Compiti da svolgere –
1 > Trascrivi parola per parola il testo sulla molecola planare, da "Il meccanismo rappresenta" fino a "in un foglio." compreso.
2 > Riassumi in due frasi il testo sulla molecola planare.
3 > Scrivi il seguito del testo sulla molecola planare a partire dal punto in cui si interrompe.

··· Estratto della pagina

Il meccanismo rappresenta l’equivalente in scala molecolare di quei disegni di cartone ritagliabili
con i quali abbiamo tutti giocato da bambini per costruire figure tridimensionali a partire da
disegni in un foglio.
Nel nostro caso abbiamo sfruttato le tecniche di sintesi e di sostituzione chimica per creare una
molecola planare con una struttura e una composizione adeguata. Questa molecola si può curvare e
piegarsi su se stessa per formare strutture molecolari tridimensionali ricercate. Il segreto per
indurre questo processo è utilizzare le proprietà catalitiche di una superficie di platino, che
favorisce la perdita degli atomi di idrogeno che circondano la molecola precursore planare. La
tendenza a chiudere i legami chimici liberi risultanti induce l’incurvamento e la chiusura della
struttura.

······
··· Dati forniti

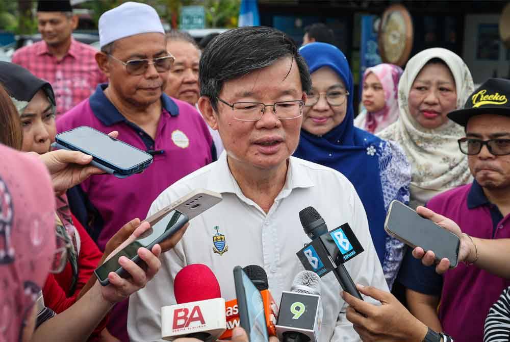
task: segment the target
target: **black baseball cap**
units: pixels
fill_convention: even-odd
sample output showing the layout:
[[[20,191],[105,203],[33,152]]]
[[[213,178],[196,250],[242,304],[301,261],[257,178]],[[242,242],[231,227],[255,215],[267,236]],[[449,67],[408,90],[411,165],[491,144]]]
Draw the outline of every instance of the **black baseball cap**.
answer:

······

Risposte ai compiti –
1 >
Il meccanismo rappresenta l’equivalente in scala molecolare di quei disegni di cartone ritagliabili
con i quali abbiamo tutti giocato da bambini per costruire figure tridimensionali a partire da
disegni in un foglio.

2 > Il meccanismo descritto è l’equivalente in scala molecolare dei disegni di cartone ritagliabili con cui si costruiscono figure tridimensionali partendo da un foglio. Una molecola planare, ottenuta con tecniche di sintesi e di sostituzione chimica, perde gli atomi di idrogeno che la circondano grazie alle proprietà catalitiche di una superficie di platino, e la tendenza a chiudere i legami chimici liberi la fa curvare e chiudere in una struttura tridimensionale.

3 >
Questo processo è stato caratterizzato utilizzando il microscopio a effetto tunnel (Scanning
Tunneling Microscopy, STM), uno strumento basilare in nanotecnologia per visualizzare e manipolare
la materia. Sofisticati calcoli teorici, combinati con i risultati dell’STM e altre tecniche
sperimentali, ci hanno permesso comprendere il meccanismo su scala atomica.
La efficienza del processo proposto apre la posta alla sintesi controllata di tutta una nuova
famiglia di molecolederivate dai fullereni. Nel nostro lavoro siamo stati in grado di sintetizzare
per la prima volta l’eterofullereno C57N3 , che potrebbe giocare un ruolo fondamentale nella
nanoelettronica. Il processo di chiusura può realizzarsi in presenza di un flusso di altri atomi o
molecole per favorire il processo di incapsulamento dentro la struttura finale chiusa. Questa
estensione del nostro metodo permetterebbe l’accesso ai fullereni endoedrali.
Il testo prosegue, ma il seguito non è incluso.